**EXERCISE PROMPT:** Please state the number of lines in the records below that contain the string "curb", and nothing further.
-*-*-
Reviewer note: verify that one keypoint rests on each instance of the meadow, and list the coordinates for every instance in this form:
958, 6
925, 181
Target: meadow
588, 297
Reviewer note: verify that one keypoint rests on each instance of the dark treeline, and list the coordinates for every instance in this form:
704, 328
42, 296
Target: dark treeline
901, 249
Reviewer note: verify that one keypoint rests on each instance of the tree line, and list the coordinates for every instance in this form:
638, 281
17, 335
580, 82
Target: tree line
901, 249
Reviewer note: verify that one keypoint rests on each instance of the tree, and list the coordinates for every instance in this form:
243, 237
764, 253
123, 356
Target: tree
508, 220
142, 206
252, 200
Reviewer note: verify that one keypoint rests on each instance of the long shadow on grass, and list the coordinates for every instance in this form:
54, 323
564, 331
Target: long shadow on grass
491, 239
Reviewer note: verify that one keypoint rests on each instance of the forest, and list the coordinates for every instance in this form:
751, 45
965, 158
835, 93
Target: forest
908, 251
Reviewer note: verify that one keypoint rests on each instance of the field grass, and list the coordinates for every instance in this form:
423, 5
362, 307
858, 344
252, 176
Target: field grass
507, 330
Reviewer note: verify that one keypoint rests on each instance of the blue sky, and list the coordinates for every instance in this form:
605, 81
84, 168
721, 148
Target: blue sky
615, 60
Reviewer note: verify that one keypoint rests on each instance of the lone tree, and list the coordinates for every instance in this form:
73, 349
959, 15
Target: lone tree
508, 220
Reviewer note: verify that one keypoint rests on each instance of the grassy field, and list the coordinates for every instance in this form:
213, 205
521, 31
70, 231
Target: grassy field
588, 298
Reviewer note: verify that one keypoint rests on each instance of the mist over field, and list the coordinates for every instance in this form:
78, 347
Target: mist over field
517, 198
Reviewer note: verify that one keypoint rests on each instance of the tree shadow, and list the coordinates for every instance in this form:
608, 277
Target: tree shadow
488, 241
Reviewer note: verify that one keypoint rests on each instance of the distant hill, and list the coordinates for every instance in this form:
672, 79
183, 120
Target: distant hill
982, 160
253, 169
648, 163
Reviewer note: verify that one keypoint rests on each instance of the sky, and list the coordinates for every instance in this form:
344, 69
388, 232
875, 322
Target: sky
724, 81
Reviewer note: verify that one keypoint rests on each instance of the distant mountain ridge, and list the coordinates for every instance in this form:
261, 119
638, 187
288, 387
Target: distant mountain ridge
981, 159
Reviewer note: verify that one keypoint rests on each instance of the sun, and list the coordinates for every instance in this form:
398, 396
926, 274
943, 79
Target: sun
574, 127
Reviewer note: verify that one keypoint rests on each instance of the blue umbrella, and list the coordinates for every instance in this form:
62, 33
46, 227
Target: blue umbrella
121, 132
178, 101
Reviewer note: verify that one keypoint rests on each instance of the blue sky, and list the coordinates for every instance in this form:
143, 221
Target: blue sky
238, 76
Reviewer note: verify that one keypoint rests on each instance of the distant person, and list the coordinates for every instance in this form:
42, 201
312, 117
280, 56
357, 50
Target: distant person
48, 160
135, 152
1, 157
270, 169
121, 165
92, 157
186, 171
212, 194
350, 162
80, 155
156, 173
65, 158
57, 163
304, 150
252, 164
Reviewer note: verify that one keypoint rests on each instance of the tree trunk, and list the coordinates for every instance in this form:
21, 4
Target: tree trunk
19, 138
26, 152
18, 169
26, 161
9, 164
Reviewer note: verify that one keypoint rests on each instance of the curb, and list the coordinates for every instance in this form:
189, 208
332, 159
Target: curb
-*-*-
**ANSWER SECTION:** 2